[Work to complete] Please show every line of the material below that contains the word "wing", copying each line in full.

******

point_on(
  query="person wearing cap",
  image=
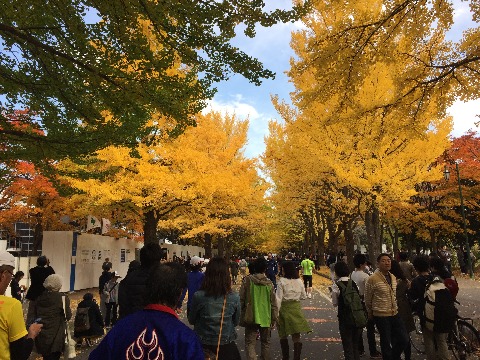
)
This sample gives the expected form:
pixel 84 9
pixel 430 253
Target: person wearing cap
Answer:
pixel 15 341
pixel 102 280
pixel 194 280
pixel 38 274
pixel 154 332
pixel 111 293
pixel 50 309
pixel 132 290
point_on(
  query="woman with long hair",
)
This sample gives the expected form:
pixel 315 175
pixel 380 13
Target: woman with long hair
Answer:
pixel 404 309
pixel 215 311
pixel 291 320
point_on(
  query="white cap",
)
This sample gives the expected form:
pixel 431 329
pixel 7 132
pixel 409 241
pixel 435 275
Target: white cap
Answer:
pixel 7 259
pixel 196 260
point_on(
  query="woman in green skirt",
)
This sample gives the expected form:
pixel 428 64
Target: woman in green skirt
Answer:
pixel 291 320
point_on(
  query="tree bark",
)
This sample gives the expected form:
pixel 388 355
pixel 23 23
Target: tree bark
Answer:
pixel 349 245
pixel 208 245
pixel 150 222
pixel 221 246
pixel 372 225
pixel 433 239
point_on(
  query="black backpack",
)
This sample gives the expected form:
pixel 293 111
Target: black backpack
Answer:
pixel 440 312
pixel 354 309
pixel 82 321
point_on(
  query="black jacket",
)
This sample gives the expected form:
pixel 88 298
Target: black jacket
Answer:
pixel 132 291
pixel 94 317
pixel 102 280
pixel 38 274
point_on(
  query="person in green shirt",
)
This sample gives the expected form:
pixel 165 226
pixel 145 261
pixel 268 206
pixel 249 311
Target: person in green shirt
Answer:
pixel 307 268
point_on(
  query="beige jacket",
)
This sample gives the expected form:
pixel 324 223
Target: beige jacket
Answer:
pixel 380 298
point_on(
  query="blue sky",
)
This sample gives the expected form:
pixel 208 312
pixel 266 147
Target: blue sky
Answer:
pixel 272 47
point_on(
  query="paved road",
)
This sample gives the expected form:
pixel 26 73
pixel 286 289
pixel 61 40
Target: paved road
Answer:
pixel 324 341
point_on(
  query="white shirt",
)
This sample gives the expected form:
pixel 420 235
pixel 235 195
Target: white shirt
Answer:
pixel 360 277
pixel 290 289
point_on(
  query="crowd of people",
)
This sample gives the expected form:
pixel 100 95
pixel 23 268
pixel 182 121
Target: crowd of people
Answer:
pixel 140 313
pixel 390 296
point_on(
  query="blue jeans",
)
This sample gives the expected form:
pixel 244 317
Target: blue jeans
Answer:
pixel 393 336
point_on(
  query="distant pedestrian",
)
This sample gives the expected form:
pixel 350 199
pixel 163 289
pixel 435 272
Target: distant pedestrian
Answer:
pixel 436 343
pixel 107 265
pixel 307 266
pixel 446 256
pixel 215 312
pixel 243 268
pixel 272 269
pixel 234 268
pixel 291 320
pixel 102 280
pixel 195 279
pixel 50 343
pixel 349 334
pixel 407 268
pixel 404 309
pixel 17 290
pixel 15 341
pixel 132 290
pixel 95 320
pixel 154 332
pixel 38 274
pixel 259 309
pixel 111 301
pixel 360 277
pixel 331 260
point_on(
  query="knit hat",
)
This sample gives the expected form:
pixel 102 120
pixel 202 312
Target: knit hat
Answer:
pixel 53 282
pixel 7 259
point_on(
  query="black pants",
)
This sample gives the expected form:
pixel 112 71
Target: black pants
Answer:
pixel 52 356
pixel 225 352
pixel 111 311
pixel 372 346
pixel 350 336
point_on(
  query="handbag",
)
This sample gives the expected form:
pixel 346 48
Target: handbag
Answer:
pixel 69 351
pixel 209 355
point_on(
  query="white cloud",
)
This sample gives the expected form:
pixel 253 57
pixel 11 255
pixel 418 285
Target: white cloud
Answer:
pixel 465 115
pixel 258 122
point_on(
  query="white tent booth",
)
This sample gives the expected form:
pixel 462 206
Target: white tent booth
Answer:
pixel 78 258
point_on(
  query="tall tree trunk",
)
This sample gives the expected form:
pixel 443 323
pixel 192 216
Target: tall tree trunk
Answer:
pixel 208 245
pixel 320 235
pixel 349 244
pixel 372 225
pixel 150 223
pixel 433 239
pixel 394 236
pixel 221 246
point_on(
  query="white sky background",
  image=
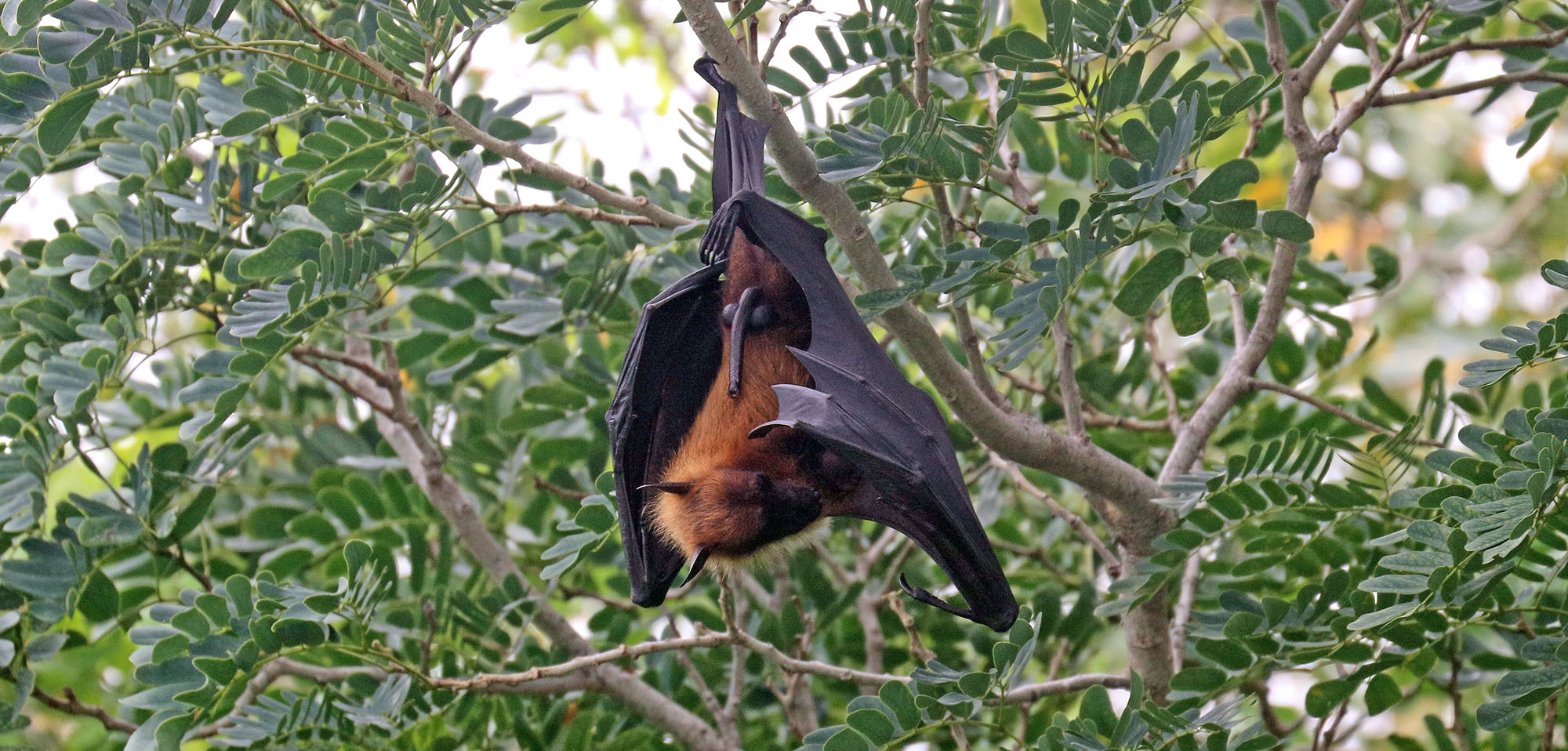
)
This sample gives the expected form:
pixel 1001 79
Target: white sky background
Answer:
pixel 606 107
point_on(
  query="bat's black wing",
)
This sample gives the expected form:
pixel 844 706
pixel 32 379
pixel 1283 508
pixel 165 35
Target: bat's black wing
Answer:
pixel 678 344
pixel 866 413
pixel 675 355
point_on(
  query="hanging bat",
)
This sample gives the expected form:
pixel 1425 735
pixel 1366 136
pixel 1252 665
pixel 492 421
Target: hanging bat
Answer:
pixel 755 404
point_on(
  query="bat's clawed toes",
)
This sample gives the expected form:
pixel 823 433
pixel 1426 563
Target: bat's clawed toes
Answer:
pixel 695 565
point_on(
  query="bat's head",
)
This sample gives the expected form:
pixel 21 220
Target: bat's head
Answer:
pixel 731 513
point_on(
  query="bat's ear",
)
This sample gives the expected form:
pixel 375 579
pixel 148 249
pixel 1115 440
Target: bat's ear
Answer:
pixel 699 559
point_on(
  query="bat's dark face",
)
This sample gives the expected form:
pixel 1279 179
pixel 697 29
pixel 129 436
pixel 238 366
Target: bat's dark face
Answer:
pixel 733 513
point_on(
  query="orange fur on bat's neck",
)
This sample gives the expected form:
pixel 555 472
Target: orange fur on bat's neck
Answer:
pixel 717 455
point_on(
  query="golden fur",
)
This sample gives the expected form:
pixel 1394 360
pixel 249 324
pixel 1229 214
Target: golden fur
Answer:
pixel 717 455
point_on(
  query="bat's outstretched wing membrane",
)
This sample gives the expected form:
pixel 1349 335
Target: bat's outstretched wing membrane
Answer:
pixel 863 410
pixel 678 344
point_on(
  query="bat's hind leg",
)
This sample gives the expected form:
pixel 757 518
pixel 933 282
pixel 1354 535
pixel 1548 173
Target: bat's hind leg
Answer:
pixel 749 316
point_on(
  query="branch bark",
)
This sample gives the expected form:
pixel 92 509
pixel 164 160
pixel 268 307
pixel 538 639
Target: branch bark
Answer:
pixel 70 705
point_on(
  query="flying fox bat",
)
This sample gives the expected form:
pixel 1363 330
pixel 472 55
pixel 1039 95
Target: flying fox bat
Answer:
pixel 755 404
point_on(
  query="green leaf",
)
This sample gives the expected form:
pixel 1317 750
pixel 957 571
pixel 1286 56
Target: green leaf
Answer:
pixel 1147 285
pixel 1199 680
pixel 901 700
pixel 286 252
pixel 336 211
pixel 434 310
pixel 848 739
pixel 1287 227
pixel 1236 214
pixel 975 684
pixel 550 29
pixel 1225 183
pixel 245 123
pixel 1323 698
pixel 873 724
pixel 786 82
pixel 1382 694
pixel 1189 307
pixel 60 125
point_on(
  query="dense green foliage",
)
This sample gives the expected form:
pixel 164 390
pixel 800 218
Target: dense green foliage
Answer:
pixel 325 305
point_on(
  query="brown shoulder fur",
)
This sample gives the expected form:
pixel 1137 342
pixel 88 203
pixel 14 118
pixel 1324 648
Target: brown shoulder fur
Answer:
pixel 717 455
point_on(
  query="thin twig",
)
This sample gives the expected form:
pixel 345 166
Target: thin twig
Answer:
pixel 779 37
pixel 490 681
pixel 918 650
pixel 1112 562
pixel 970 341
pixel 70 705
pixel 1334 410
pixel 1067 379
pixel 561 490
pixel 1172 412
pixel 1185 600
pixel 1072 684
pixel 1464 89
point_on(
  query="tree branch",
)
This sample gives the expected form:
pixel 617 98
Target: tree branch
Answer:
pixel 1015 437
pixel 1464 89
pixel 277 670
pixel 564 208
pixel 1075 521
pixel 1012 435
pixel 1334 410
pixel 1067 379
pixel 70 705
pixel 1033 692
pixel 488 683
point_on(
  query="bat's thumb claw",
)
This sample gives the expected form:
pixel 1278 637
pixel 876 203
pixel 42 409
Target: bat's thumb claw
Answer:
pixel 699 559
pixel 937 603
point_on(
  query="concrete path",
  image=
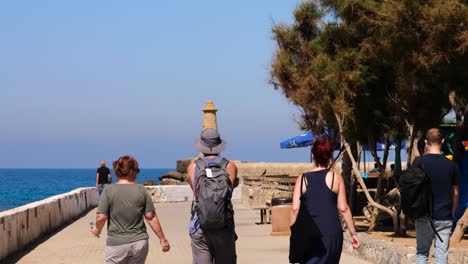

******

[Response for this exercise]
  query="bat's black wing",
Target: bat's black wing
  query="bat's outstretched wing membrane",
Target: bat's outstretched wing membrane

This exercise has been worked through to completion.